*** Opening EXTRACT PROVIDED ***

Changing biological behaviour of NETs during the evolution of the disease: progress on progression

in Endocrine-Related Cancer
View More View Less
  • 1 K Alexandraki, Endocrine Unit, First Department of Propaedeutic Medicine, Laiko University Hospital, Medical School, National and Kapodistrian University of Athens, Athens, Greece
  • 2 A Spyroglou, First Department of Propaedeutic Medcine, Laiko University Hospital, National and Kapodistrian University of Athens, Athens, Greece
  • 3 S Kykalos, Second Department of Propaedeutic Surgery, National and Kapodistrian University of Athens, Athens, Greece
  • 4 K Daskalakis, Endocrine Unit, First Department of Propaedeutic Medicine, Laiko University Hospital, Medical School, National and Kapodistrian University of Athens, Athens, Greece
  • 5 G Kyriakopoulos, Department of Pathology, Evaggelismos Hospital, Athens, Greece
  • 6 G Sotiropoulos, Second Department of Propaedeutic Surgery, Medical School, National and Kapodistrian University of Athens, Athens, Greece
  • 7 G Kaltsas, Endocrine Unit, First Department of Propaedeutic Medicine, Laiko University Hospital, Medical School, National and Kapodistrian University of Athens, Athens, Greece
  • 8 A Grossman, Oxford Centre for Diabetes, Endocrinology and Metabolism, Oxford University, Oxford, United Kingdom of Great Britain and Northern Ireland

Correspondence: Krystallenia Alexandraki, Email: alexandrakik@gmail.com
Restricted access

Following improvements in the management and outcome of neuroendocrine neoplasms (NENs) in recent years, we see a subset, particularly of pancreatic NENs, which become more aggressive during the course of the disease. This is reflected by an increase in the Ki-67 labelling index, as a marker of proliferation, which may lead on occasion to an increase in grading, but generally does not appear to be correlated with histologically confirmed de-differentiation. A systematic review of the literature was performed in PubMed, Cochrane Library, and Embase until May 2020 to identify cases that have behaved in such a manner. We screened 244 articles: only 7 studies included cases in their cohort, or in a subset of the cohort studied, with a proven increase in the Ki-67 during follow-up through additional biopsy. In addition to these studies, we have also tried to identify possible pathophysiological mechanisms implicated in advanced NENs, although currently no studies appear to have addressed the mechanisms implicated in the switch to a more aggressive biological phenotype over the course of the disease. Such progression of the disease course may demand a change in management. Summarising the evidence overall, we suggest that future studies should concentrate on changes in molecular pathways during disease progression with sequential biopsies in order to shed light on the mechanisms that render a neoplasm more aggressive than its initial phenotype or genotype.

*** Closing EXTRACT PROVIDED ***
*** Opening DATA FOR REVIEW ***

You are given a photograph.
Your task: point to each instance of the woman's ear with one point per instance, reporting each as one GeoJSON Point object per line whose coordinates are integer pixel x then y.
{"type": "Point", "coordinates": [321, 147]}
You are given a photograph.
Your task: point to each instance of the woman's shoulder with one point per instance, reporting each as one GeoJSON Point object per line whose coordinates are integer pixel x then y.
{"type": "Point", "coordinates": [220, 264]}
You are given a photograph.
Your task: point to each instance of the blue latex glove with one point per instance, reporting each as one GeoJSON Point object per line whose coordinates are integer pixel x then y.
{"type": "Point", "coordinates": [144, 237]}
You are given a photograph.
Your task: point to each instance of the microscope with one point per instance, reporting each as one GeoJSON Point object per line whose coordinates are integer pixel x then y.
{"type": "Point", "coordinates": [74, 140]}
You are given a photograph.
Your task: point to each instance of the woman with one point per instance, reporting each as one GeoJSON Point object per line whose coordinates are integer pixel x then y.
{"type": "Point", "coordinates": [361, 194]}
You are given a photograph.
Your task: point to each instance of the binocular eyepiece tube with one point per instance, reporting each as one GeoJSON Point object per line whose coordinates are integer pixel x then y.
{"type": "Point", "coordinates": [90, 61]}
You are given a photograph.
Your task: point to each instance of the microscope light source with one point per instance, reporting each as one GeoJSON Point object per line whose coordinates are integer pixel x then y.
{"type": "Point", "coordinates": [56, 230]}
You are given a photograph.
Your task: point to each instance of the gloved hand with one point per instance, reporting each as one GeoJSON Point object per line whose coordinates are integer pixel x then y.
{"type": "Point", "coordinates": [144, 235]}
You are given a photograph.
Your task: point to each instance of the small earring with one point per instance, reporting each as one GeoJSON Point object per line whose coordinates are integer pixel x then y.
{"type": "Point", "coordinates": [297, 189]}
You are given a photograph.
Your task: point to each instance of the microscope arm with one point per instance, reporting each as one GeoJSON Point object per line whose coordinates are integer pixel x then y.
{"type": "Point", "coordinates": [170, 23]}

*** Closing DATA FOR REVIEW ***

Using the abstract on NET progression, answer:
(a) Which marker of proliferation increases in the more aggressive neoplasms?
(b) Which databases were searched, and up to what month?
(c) How many articles were screened, and how many studies had cases with a proven Ki-67 increase?
This data was drawn from a separate source, unrelated to the text.

• _ANSWER AREA_
(a) The Ki-67 labelling index
(b) PubMed, Cochrane Library, and Embase, until May 2020
(c) 244 articles were screened, and 7 studies had such cases